Work order: The line containing "target | beige limestone wall" marks the end: quote every line from the start of the records below through it, word for word.

==== Task material

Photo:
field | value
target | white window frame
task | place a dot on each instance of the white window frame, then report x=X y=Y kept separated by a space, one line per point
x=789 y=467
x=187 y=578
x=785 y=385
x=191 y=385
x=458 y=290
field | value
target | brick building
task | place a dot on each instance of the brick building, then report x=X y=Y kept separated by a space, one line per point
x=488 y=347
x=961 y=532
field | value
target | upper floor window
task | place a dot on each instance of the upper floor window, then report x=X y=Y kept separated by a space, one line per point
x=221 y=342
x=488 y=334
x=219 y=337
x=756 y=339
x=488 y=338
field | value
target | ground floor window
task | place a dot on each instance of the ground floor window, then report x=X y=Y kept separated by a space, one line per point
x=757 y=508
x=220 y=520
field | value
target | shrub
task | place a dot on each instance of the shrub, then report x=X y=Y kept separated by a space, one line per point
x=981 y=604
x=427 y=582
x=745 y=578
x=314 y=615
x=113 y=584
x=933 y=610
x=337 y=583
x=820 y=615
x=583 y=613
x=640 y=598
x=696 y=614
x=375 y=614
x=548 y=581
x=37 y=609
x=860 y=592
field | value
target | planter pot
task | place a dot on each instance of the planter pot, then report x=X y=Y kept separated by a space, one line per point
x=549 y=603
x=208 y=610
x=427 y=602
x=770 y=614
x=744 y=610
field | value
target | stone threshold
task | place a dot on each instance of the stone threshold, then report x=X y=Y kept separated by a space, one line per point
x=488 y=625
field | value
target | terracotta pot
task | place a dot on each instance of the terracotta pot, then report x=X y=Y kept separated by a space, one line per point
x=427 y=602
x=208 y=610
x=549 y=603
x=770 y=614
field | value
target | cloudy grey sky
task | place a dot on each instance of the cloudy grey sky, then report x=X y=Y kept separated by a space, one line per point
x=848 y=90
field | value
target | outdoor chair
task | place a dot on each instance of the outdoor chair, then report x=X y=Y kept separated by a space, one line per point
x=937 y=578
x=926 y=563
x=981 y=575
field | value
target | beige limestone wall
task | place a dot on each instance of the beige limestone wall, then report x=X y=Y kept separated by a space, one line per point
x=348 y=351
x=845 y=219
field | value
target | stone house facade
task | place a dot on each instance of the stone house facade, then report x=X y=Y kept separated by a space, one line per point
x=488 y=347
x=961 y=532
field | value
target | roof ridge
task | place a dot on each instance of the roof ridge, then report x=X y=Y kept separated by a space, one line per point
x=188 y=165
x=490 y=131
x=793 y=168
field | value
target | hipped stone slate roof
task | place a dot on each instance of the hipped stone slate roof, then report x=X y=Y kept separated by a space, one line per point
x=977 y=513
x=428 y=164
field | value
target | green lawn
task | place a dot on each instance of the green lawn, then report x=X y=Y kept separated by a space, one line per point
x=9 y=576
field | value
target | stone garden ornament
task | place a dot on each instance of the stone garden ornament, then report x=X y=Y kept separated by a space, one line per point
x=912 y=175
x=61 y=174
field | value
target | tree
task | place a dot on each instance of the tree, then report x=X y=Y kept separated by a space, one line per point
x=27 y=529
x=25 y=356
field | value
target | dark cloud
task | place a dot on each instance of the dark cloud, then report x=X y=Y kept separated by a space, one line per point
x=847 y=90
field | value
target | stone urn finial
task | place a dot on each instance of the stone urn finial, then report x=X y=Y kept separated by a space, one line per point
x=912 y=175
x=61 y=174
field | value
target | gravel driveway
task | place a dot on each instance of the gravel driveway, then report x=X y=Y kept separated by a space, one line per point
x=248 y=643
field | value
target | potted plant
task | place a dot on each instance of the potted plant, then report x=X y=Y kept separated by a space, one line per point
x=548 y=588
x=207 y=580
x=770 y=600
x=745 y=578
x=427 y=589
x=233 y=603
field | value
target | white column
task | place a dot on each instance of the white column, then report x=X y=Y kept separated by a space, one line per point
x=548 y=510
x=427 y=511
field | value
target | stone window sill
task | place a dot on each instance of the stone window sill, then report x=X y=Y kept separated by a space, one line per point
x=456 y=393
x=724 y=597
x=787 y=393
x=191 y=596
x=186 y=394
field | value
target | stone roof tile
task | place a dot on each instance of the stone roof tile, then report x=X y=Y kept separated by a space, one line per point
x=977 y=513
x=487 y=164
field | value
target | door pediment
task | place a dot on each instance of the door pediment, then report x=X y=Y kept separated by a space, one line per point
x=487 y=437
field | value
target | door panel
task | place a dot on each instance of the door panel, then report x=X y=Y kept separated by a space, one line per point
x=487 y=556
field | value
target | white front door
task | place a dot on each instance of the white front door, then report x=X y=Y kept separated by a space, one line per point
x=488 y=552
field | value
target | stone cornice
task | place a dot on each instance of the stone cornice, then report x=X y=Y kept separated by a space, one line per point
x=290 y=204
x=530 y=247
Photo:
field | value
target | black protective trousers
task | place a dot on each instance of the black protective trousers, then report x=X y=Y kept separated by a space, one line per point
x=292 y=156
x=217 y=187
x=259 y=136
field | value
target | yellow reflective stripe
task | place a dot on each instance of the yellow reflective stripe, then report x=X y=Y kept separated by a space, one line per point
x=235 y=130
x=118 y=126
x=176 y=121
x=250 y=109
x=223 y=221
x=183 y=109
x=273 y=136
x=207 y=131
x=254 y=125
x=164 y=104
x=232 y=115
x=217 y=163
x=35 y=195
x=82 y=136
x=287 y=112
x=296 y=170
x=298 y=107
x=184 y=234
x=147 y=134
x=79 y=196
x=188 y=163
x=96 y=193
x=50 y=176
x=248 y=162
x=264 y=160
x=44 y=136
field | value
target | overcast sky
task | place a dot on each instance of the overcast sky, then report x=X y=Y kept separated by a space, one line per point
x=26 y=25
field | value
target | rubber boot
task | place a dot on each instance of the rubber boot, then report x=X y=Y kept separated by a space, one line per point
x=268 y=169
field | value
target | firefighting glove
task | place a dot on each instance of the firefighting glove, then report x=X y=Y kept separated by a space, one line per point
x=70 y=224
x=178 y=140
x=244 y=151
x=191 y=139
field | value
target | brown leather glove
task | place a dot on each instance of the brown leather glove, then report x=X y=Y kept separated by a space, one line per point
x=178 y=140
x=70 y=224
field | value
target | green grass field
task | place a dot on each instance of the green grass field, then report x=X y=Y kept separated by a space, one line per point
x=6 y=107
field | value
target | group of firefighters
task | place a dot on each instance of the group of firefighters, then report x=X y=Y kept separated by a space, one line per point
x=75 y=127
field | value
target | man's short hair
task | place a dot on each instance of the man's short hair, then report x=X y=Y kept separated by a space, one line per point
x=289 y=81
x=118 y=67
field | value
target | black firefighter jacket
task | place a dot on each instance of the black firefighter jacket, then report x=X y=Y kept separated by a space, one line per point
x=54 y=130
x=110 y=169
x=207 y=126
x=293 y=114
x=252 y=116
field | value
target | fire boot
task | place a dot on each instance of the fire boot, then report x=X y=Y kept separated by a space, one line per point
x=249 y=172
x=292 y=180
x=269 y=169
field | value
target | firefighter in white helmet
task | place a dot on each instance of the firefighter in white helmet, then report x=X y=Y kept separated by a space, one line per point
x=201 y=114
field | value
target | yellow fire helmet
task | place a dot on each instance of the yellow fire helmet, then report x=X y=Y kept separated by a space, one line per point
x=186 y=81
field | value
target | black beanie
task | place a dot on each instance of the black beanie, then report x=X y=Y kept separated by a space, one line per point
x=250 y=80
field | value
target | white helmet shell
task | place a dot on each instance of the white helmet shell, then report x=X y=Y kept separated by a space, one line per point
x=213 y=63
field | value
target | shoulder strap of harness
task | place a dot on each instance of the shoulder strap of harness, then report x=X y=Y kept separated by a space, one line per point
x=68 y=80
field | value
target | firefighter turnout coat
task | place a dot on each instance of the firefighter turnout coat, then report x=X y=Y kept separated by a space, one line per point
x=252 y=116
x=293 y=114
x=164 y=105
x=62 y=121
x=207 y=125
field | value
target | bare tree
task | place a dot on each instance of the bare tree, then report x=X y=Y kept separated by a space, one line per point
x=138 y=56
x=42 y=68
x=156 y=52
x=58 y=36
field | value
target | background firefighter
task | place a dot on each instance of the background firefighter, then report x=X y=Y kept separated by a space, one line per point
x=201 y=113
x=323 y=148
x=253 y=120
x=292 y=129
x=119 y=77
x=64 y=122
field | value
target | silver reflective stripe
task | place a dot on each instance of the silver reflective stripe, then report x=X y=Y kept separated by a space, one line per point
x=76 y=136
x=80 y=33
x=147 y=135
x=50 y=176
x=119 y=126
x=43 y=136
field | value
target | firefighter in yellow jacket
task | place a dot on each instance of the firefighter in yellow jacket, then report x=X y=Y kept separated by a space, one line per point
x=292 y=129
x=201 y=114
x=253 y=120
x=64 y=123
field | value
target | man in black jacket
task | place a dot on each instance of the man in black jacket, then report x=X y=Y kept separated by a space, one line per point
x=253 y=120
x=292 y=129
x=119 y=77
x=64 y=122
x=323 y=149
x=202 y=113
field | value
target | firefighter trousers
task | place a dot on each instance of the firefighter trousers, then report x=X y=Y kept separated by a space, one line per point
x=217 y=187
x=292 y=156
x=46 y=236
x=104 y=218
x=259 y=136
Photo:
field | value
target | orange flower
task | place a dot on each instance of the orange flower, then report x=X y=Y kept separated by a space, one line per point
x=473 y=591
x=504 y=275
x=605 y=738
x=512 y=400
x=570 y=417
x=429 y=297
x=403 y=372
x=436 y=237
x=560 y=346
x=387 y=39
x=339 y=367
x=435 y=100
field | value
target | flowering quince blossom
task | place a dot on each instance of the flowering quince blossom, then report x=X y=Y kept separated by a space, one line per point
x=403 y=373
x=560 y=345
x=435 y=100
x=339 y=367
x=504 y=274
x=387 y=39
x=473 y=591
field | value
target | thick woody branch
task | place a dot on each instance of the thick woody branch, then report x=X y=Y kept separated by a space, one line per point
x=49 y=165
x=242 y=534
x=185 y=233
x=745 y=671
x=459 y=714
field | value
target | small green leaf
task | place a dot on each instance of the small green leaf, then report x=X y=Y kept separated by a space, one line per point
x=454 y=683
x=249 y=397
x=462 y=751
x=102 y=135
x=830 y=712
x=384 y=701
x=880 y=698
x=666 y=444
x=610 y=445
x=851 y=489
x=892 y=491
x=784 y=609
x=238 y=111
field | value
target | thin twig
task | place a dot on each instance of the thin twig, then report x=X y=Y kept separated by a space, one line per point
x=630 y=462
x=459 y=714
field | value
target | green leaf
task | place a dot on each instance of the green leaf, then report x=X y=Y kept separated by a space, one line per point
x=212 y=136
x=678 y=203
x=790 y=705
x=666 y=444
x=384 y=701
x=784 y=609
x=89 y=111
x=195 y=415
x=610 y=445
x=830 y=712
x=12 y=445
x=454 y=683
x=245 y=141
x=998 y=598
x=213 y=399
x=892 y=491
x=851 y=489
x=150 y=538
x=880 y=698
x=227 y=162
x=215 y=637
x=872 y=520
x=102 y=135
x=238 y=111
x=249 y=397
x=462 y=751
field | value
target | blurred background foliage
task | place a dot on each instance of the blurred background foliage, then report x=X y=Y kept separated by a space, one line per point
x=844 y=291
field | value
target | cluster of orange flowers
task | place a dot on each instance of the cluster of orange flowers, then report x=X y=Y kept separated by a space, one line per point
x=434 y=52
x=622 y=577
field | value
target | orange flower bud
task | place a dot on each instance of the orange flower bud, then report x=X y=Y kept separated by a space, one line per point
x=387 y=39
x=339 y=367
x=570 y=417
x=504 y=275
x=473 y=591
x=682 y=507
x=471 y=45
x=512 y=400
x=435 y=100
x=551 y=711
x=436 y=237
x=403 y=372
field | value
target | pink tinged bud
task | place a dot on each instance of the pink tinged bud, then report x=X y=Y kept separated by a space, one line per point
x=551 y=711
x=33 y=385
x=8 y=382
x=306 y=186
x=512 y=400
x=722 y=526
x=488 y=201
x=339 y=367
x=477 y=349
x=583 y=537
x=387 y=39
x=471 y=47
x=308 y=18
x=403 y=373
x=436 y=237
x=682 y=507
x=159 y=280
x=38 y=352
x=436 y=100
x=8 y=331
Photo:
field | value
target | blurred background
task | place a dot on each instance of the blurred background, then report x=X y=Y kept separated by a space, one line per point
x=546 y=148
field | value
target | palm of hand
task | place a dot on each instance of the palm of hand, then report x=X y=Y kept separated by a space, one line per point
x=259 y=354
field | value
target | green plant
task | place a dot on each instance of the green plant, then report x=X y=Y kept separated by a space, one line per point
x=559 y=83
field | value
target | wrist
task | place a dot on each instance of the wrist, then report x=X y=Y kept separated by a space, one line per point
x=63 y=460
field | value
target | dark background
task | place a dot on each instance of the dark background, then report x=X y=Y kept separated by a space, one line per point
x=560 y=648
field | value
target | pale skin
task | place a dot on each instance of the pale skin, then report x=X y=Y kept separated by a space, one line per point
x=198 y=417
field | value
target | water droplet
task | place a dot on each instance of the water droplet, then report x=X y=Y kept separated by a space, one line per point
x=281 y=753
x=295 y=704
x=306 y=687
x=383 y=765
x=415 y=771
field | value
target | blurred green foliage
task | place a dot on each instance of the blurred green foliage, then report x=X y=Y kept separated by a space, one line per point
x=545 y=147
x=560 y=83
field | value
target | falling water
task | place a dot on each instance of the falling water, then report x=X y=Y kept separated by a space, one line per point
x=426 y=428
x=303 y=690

========

Task solution:
Photo:
field | value
target | white window frame
task | place a dot on each instance of the white window frame, then report x=X y=Y kept separated by a space, one line per point
x=789 y=467
x=187 y=578
x=785 y=385
x=191 y=385
x=458 y=290
field | value
target | brick building
task | place a dot on each instance of the brick building, then report x=X y=Y kept separated by a space, one line per point
x=488 y=347
x=961 y=532
field | value
target | upper floor window
task | place a dot on each instance of the upper floor window, then report x=X y=Y kept separated by a space, one line per point
x=221 y=342
x=488 y=334
x=219 y=337
x=756 y=339
x=488 y=338
field | value
target | ground floor window
task | place a dot on each instance of the ground floor window, then report x=X y=Y kept separated by a space, one line per point
x=757 y=508
x=220 y=520
field | value
target | shrub
task | place a dot on each instance of the shrub, then report x=X y=Y kept separated by a space, one line per point
x=981 y=604
x=427 y=582
x=745 y=578
x=314 y=615
x=113 y=584
x=933 y=610
x=337 y=583
x=820 y=615
x=583 y=613
x=640 y=598
x=696 y=614
x=375 y=614
x=548 y=581
x=37 y=609
x=860 y=592
field | value
target | planter pot
task | place a dot on each instance of the planter pot, then report x=X y=Y kept separated by a space, one line per point
x=549 y=603
x=208 y=610
x=427 y=602
x=770 y=614
x=744 y=610
field | value
target | stone threshold
task | place a dot on each instance of the stone threshold, then report x=X y=Y kept separated by a space, one line per point
x=488 y=625
field | value
target | terracotta pot
task | place a dot on each instance of the terracotta pot, then report x=X y=Y kept separated by a space, one line per point
x=427 y=602
x=208 y=610
x=549 y=603
x=770 y=614
field | value
target | cloudy grey sky
task | place a dot on each instance of the cloudy grey sky, then report x=X y=Y kept separated by a space, one line per point
x=848 y=90
field | value
target | outdoor chair
task | place a dot on each instance of the outdoor chair, then report x=X y=Y kept separated by a space, one line per point
x=937 y=578
x=926 y=563
x=981 y=575
field | value
target | beige limestone wall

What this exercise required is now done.